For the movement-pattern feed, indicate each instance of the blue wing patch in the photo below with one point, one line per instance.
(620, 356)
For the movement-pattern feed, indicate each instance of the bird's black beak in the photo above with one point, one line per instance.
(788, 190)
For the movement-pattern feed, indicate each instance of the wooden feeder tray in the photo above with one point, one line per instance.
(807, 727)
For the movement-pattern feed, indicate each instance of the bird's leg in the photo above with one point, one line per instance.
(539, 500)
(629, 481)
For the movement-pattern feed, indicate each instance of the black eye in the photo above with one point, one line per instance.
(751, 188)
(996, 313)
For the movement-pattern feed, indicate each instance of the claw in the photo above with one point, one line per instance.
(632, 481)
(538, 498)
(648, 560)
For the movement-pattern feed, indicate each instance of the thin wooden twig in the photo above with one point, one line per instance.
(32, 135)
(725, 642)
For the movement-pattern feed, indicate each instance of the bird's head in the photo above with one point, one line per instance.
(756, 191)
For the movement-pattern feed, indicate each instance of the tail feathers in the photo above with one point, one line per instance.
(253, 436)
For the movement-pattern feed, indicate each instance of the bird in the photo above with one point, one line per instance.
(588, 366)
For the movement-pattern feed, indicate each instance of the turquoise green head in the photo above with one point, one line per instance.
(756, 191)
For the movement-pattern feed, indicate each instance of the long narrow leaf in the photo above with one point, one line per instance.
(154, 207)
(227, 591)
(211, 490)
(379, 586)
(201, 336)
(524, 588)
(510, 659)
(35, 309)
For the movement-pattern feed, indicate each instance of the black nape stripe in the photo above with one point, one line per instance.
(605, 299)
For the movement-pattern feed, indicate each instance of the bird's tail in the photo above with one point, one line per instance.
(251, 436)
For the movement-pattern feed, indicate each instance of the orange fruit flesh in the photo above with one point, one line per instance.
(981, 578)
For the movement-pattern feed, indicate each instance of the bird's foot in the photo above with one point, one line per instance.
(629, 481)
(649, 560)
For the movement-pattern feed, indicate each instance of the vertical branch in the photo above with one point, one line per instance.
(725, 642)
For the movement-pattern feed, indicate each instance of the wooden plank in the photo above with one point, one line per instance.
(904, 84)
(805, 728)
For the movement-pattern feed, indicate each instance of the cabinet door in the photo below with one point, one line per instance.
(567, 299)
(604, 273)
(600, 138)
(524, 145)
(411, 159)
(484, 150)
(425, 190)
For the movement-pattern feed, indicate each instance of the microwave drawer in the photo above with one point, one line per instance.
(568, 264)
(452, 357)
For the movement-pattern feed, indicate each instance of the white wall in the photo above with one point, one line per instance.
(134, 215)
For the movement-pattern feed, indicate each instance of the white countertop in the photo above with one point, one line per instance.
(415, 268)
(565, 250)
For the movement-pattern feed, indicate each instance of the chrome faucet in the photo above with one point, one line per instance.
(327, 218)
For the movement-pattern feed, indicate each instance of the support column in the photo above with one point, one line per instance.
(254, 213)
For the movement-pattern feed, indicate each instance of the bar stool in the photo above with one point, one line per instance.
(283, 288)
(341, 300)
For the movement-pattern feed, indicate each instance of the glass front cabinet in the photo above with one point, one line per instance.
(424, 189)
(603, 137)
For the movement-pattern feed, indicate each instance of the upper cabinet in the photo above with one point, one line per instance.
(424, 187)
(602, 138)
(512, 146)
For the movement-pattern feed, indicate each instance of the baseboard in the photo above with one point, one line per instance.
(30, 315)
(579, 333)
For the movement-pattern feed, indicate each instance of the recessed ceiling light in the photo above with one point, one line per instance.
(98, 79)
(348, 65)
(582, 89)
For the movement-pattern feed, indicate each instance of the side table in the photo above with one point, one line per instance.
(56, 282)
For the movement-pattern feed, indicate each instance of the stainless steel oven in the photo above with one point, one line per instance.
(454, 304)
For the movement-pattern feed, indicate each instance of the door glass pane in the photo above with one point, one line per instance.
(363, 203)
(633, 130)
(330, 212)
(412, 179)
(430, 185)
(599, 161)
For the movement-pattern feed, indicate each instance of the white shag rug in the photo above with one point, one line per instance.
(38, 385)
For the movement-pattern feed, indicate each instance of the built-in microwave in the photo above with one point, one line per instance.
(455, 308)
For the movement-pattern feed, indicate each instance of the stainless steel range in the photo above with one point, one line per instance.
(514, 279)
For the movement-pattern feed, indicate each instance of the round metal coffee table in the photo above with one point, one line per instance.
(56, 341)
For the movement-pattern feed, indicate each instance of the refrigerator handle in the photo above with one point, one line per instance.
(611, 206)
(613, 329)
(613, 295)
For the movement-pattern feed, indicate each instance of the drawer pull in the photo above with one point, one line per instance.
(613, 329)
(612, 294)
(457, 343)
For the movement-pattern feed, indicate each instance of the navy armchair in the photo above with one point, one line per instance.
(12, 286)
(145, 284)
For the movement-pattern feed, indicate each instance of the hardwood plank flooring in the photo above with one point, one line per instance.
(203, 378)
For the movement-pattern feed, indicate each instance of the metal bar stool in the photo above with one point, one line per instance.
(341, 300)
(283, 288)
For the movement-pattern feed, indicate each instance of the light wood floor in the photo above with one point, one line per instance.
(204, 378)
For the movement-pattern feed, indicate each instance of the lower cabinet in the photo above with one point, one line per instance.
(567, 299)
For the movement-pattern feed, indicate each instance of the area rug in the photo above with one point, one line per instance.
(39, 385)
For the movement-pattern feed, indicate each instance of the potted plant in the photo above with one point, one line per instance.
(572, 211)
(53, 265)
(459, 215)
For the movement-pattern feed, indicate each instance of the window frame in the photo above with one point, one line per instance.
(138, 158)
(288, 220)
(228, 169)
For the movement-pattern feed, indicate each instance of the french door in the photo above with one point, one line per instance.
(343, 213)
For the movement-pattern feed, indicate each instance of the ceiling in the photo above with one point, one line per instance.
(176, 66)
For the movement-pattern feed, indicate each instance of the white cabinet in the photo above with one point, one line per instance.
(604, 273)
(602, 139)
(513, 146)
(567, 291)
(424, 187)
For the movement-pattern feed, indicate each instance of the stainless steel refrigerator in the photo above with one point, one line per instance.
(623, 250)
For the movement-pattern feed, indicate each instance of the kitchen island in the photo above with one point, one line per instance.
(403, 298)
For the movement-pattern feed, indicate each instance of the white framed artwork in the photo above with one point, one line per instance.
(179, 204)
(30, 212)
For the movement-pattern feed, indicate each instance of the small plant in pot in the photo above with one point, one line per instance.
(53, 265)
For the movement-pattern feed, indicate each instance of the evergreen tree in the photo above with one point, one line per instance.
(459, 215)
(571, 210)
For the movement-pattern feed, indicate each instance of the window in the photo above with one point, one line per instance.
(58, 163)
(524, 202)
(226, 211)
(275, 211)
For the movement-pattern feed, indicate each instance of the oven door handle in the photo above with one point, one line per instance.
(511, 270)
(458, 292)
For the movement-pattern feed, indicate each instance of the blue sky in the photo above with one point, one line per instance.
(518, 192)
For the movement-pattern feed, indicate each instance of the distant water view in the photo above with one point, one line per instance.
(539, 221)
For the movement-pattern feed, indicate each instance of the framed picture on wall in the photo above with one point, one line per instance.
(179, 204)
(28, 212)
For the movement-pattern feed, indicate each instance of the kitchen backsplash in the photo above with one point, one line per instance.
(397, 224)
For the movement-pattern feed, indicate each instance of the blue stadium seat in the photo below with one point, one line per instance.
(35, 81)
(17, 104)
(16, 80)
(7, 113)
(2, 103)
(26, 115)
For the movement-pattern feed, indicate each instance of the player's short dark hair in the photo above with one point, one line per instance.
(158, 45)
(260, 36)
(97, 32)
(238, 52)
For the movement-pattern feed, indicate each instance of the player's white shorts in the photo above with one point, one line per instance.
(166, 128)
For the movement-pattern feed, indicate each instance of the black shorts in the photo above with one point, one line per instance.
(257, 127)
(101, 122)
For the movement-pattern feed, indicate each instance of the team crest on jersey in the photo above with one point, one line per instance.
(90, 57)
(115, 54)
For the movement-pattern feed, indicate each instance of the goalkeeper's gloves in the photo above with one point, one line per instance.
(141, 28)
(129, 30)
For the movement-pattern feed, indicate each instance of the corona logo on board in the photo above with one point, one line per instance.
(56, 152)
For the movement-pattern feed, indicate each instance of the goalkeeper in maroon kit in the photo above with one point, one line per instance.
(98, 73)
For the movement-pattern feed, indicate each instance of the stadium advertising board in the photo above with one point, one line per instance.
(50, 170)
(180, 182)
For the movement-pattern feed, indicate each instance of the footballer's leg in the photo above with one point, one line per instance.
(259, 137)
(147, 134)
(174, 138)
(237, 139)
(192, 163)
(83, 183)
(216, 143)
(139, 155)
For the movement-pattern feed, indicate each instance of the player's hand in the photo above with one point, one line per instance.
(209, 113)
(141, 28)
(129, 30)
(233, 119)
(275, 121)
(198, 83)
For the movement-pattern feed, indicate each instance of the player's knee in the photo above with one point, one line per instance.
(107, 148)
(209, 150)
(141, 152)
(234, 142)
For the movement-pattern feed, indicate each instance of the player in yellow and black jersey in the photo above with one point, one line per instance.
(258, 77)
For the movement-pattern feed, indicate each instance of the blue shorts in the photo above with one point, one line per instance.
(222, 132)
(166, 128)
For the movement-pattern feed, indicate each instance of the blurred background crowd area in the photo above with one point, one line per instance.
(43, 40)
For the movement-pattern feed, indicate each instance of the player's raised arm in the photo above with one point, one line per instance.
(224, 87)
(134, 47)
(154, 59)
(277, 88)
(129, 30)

- - - -

— TASK DIRECTIONS —
Print the line containing "of the footballer's" and every line after it to the end of the records above, exactly as written, and nothing else.

— RESPONSE —
For the movement-pattern feed, indicate each instance of the footballer's leg in the photo above with one point, one line per instance.
(259, 137)
(147, 134)
(174, 138)
(237, 139)
(192, 163)
(83, 183)
(216, 143)
(139, 155)
For the movement-pattern feed, indicate each instance of the player's hand in the photo above with one point, one line per instance.
(209, 113)
(141, 28)
(129, 30)
(233, 119)
(275, 121)
(198, 83)
For the movement-pattern feed, indicate each instance of the player's knee in the photo above with one point, one line per instance.
(107, 148)
(209, 150)
(141, 152)
(234, 142)
For the movement-pattern feed, indicate each instance of the player in yellow and black jersey in the photo above with one point, one line per instance.
(258, 77)
For the movement-pattern feed, indicate each instance of the blue shorts in the photo above with one point, one line per instance.
(222, 132)
(166, 128)
For the movement-pattern feed, indicate each instance of the blurred background crowd area in the photo above with one point, one line per instance.
(43, 40)
For the movement-pattern feed, indicate each instance of the player's raised arm in the photo above with one point, one line per instance.
(224, 87)
(134, 47)
(154, 59)
(277, 88)
(129, 30)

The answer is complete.